### SOURCE INFORMATION
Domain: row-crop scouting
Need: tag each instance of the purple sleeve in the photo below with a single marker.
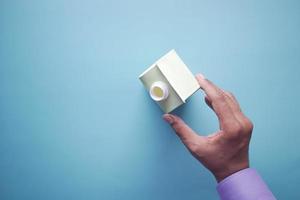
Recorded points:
(244, 185)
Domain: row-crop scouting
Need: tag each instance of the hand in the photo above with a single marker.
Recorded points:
(225, 151)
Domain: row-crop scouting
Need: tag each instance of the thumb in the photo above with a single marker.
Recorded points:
(184, 132)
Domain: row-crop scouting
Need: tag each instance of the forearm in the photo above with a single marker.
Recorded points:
(244, 185)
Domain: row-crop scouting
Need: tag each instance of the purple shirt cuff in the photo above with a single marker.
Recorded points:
(244, 185)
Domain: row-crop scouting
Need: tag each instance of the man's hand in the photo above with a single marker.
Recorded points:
(225, 151)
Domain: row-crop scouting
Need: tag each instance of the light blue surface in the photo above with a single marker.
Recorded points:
(76, 123)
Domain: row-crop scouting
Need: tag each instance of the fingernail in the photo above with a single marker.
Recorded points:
(201, 76)
(168, 118)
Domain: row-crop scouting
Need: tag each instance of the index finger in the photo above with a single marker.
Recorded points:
(218, 101)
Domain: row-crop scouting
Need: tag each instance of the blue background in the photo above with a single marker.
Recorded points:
(76, 123)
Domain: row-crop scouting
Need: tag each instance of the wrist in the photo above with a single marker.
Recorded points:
(229, 170)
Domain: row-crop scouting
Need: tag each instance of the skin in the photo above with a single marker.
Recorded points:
(225, 151)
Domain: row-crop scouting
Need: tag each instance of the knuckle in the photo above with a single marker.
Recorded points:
(235, 129)
(193, 148)
(219, 97)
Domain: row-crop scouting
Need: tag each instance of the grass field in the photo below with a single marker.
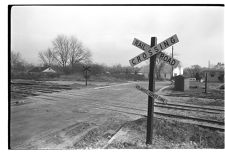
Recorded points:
(167, 135)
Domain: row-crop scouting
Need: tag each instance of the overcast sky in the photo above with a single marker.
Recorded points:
(108, 31)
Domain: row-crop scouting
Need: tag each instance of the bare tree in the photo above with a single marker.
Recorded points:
(77, 52)
(61, 49)
(17, 63)
(47, 57)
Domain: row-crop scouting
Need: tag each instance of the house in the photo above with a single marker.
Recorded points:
(165, 73)
(45, 69)
(214, 75)
(178, 71)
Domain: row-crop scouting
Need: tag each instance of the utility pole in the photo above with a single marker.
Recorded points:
(172, 67)
(206, 80)
(151, 87)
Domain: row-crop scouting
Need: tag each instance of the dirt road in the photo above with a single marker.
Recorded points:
(61, 120)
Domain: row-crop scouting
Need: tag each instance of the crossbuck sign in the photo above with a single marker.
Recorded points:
(150, 51)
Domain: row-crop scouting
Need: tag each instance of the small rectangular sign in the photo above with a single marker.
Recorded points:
(150, 51)
(168, 59)
(150, 93)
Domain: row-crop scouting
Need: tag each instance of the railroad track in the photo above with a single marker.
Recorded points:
(203, 122)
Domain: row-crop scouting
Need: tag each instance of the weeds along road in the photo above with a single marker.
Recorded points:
(41, 115)
(62, 120)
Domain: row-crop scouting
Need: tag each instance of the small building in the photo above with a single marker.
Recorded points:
(178, 71)
(214, 75)
(45, 69)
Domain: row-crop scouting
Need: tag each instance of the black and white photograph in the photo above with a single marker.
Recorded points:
(115, 76)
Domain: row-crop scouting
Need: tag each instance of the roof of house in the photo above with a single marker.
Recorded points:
(39, 69)
(213, 70)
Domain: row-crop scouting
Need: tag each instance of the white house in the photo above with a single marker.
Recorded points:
(49, 70)
(178, 71)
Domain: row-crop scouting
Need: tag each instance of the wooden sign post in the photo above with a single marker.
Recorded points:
(153, 51)
(151, 87)
(86, 69)
(206, 80)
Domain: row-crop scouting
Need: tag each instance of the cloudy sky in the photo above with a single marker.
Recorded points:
(108, 31)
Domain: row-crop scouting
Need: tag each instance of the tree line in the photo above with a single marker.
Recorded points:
(65, 53)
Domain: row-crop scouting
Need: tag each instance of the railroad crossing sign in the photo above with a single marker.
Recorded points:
(148, 92)
(150, 51)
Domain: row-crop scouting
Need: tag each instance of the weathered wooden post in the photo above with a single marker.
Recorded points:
(206, 80)
(151, 51)
(86, 68)
(151, 87)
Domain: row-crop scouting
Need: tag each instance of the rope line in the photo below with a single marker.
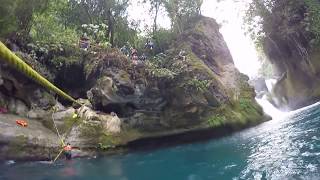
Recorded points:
(9, 57)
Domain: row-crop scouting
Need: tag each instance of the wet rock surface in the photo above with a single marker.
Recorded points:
(124, 102)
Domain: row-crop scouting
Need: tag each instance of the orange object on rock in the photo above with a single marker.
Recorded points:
(22, 122)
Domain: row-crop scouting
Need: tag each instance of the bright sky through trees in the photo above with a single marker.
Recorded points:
(229, 14)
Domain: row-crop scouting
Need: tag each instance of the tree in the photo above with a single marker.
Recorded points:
(155, 7)
(181, 12)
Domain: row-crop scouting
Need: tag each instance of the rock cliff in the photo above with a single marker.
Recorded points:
(291, 45)
(194, 85)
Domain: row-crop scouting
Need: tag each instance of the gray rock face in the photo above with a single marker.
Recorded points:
(290, 48)
(62, 115)
(18, 107)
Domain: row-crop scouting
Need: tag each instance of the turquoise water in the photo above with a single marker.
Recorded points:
(278, 149)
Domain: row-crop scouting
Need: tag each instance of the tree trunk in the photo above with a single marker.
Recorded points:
(155, 19)
(110, 30)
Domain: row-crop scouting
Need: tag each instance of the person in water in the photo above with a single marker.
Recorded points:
(67, 151)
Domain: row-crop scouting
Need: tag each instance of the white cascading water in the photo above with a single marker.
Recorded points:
(267, 106)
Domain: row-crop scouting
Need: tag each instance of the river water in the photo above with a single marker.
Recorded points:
(286, 148)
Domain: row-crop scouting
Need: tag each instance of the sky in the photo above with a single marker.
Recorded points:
(229, 14)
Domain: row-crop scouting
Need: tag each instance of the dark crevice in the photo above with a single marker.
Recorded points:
(122, 110)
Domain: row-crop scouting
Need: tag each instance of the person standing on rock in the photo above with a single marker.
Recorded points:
(67, 151)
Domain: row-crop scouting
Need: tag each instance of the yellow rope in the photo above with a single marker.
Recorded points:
(57, 156)
(9, 57)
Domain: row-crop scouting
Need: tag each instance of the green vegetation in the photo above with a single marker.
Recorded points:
(313, 19)
(216, 120)
(197, 85)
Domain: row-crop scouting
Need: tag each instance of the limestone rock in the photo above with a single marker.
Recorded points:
(62, 115)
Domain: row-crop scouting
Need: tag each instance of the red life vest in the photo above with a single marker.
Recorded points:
(67, 148)
(22, 123)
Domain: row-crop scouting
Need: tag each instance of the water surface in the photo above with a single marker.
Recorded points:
(287, 148)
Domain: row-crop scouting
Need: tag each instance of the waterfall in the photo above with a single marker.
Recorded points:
(269, 108)
(230, 15)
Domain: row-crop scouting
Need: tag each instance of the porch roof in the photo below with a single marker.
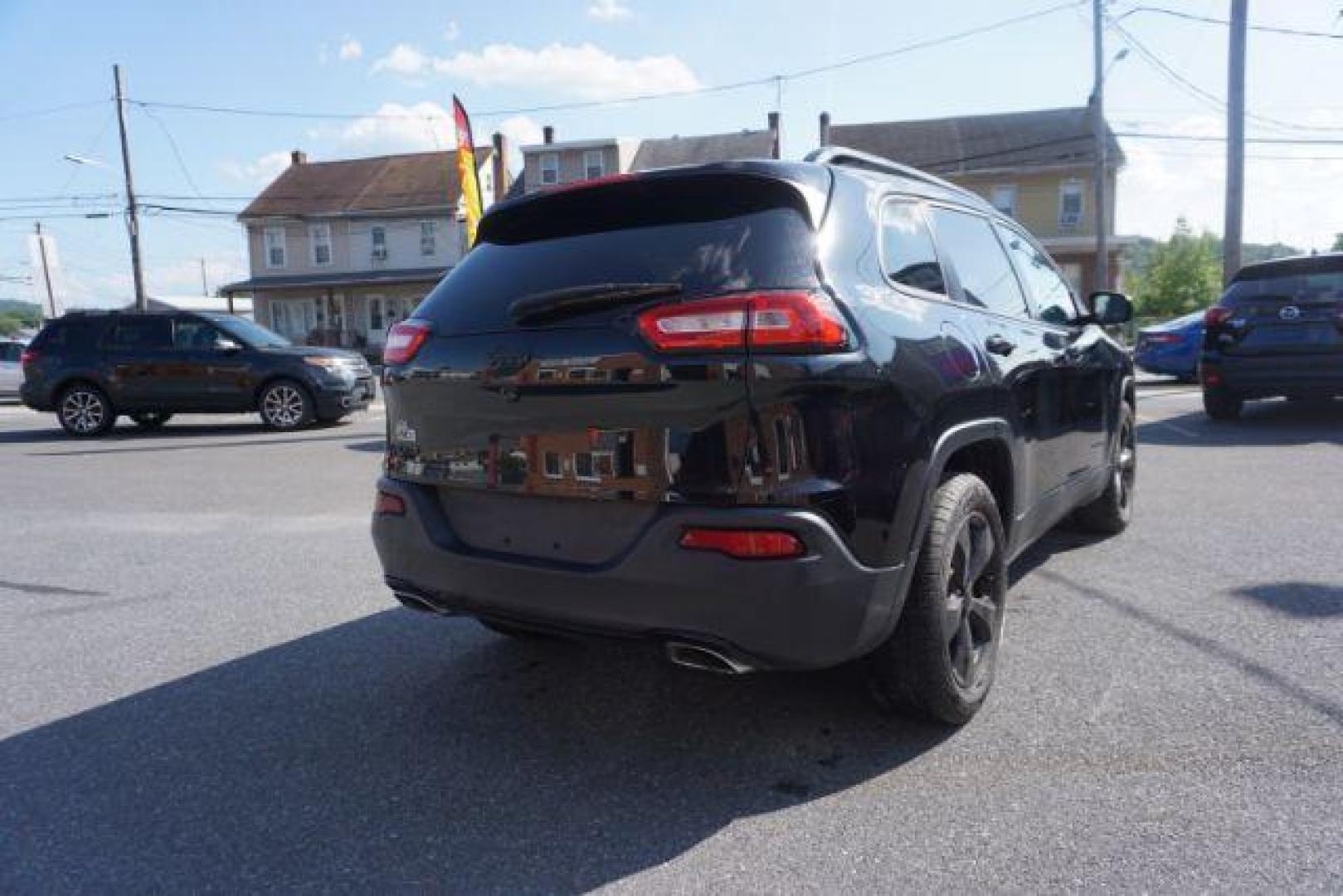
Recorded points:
(358, 278)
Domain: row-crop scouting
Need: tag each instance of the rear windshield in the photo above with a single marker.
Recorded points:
(708, 236)
(1297, 286)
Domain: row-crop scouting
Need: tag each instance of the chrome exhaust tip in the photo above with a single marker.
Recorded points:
(693, 655)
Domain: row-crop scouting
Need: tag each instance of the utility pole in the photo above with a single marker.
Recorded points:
(1234, 143)
(132, 208)
(46, 271)
(1097, 109)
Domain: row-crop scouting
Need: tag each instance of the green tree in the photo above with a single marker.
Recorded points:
(1184, 275)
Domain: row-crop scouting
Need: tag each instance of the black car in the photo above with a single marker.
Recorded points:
(89, 367)
(1276, 332)
(770, 416)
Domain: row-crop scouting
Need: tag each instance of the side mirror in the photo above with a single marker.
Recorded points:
(1111, 308)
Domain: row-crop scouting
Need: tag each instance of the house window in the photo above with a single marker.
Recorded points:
(1071, 203)
(275, 247)
(1005, 199)
(549, 168)
(551, 465)
(594, 163)
(320, 236)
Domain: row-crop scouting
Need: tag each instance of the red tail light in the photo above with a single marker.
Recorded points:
(405, 340)
(388, 504)
(783, 320)
(744, 544)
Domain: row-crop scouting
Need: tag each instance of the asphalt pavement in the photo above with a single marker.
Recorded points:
(204, 687)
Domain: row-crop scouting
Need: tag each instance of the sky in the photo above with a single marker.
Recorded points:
(375, 77)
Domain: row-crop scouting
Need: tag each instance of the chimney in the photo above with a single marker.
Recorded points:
(500, 165)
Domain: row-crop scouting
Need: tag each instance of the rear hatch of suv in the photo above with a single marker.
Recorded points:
(1282, 309)
(586, 362)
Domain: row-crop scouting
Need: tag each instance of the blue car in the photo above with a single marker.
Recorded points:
(1171, 348)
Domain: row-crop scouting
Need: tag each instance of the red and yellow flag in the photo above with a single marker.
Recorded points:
(466, 173)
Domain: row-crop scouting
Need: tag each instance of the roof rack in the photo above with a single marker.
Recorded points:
(857, 158)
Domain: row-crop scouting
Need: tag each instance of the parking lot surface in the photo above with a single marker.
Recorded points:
(204, 685)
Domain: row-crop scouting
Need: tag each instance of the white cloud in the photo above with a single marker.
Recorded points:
(258, 173)
(609, 11)
(349, 50)
(585, 71)
(405, 61)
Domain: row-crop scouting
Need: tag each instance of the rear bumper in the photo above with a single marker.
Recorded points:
(1272, 377)
(818, 610)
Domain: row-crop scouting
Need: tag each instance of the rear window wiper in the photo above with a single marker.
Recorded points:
(579, 299)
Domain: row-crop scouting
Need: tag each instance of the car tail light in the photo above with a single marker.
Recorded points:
(405, 340)
(782, 320)
(744, 544)
(388, 504)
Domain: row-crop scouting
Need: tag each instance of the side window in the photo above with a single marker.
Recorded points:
(1047, 286)
(193, 334)
(908, 257)
(985, 273)
(141, 334)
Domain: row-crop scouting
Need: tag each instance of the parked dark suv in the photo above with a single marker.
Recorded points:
(90, 367)
(1277, 331)
(771, 416)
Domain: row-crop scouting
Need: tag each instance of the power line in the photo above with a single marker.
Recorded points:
(594, 104)
(1190, 17)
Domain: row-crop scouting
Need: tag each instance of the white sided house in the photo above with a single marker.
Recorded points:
(342, 250)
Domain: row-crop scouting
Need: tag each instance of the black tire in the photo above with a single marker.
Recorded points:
(1221, 405)
(285, 405)
(942, 659)
(1111, 512)
(518, 633)
(85, 410)
(151, 419)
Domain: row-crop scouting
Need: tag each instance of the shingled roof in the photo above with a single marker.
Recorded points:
(983, 143)
(669, 152)
(353, 186)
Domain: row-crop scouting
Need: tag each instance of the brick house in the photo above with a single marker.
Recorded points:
(1037, 167)
(342, 250)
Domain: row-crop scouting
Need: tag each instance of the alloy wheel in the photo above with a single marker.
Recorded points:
(284, 406)
(972, 610)
(84, 411)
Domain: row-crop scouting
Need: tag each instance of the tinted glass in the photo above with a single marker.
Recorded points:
(986, 277)
(1048, 289)
(140, 334)
(907, 250)
(713, 236)
(247, 332)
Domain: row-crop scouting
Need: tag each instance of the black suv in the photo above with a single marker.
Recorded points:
(771, 416)
(91, 366)
(1277, 331)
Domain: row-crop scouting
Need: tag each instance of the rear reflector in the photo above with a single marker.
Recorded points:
(388, 504)
(783, 320)
(405, 340)
(744, 544)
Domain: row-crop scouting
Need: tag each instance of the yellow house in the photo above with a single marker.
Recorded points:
(1037, 167)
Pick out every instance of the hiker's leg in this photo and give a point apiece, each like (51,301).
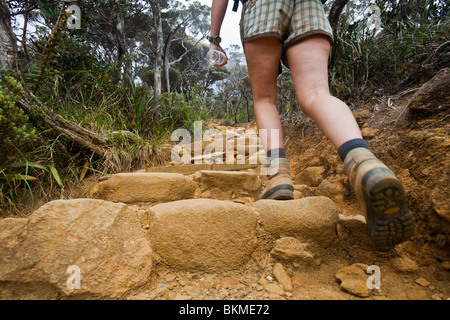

### WORK TO COMPLETE
Scan the data above and report each line in which "wooden" is present.

### ANSWER FOR THIS EXERCISE
Need: tag each instance of the wooden sign post in the photo above with a single marker.
Need: tag each instance of the weathered wooden post in the photo above with a single marker.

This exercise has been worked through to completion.